Reproduce every one of the lines below word for word, leaving out the pictures.

[START THE DATA]

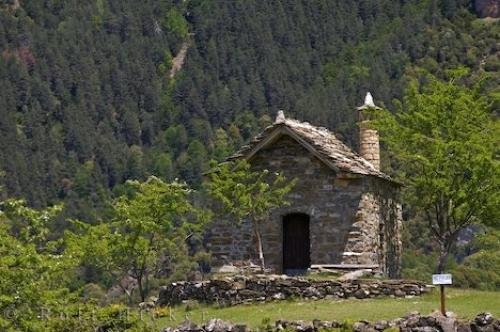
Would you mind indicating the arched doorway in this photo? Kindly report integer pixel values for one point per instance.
(296, 243)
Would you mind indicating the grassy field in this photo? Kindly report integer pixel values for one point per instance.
(465, 303)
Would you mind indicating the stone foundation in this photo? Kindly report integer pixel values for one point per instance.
(354, 220)
(414, 322)
(242, 289)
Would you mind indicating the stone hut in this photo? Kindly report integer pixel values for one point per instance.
(344, 212)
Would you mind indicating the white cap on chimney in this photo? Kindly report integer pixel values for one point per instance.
(368, 102)
(280, 117)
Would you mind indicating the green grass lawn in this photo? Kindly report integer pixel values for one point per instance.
(465, 303)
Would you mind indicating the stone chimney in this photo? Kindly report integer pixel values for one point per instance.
(369, 146)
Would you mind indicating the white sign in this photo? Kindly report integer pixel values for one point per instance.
(441, 279)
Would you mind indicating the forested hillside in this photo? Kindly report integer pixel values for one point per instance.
(86, 101)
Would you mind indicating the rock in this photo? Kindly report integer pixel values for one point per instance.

[END THE DATA]

### ANSWER TO THE TASK
Would you mind indicating the arched doorway in this photo? Kindly report integer pixel values for one point per instance.
(296, 243)
Would you mind indicating the grassy field in this photo? Kindly report integer pixel values for one point per instance.
(465, 303)
Would you mind indicating the stone foundation in this photo? Kindly report integer pixel values for one point per instance.
(354, 220)
(414, 322)
(242, 289)
Would you mind indicating the stone hut in this photo? Kindly report integer pixel values for one point per instance.
(344, 212)
Would you mind indicating the white cap on chimney in this photo? Kindly report integer pixel values for one point per instance.
(368, 102)
(280, 117)
Would you mind indicating the green grass lawn in this photo? Kindly report integer pixel values for one point per instance.
(465, 303)
Would you mind indicating the stone chimney in this photo? Kindly report integer pixel values for one point per instance.
(369, 146)
Would you mind indicating the white sign in this photo? Kindly report integer pixel values for one point per instance.
(441, 279)
Would you mind indicating the forested hillside in this photo? Kindly report integer pixel values for one point per instance.
(86, 101)
Would you mind indicating the rock in this photo? Kindly report integer pixel values for one point per instance.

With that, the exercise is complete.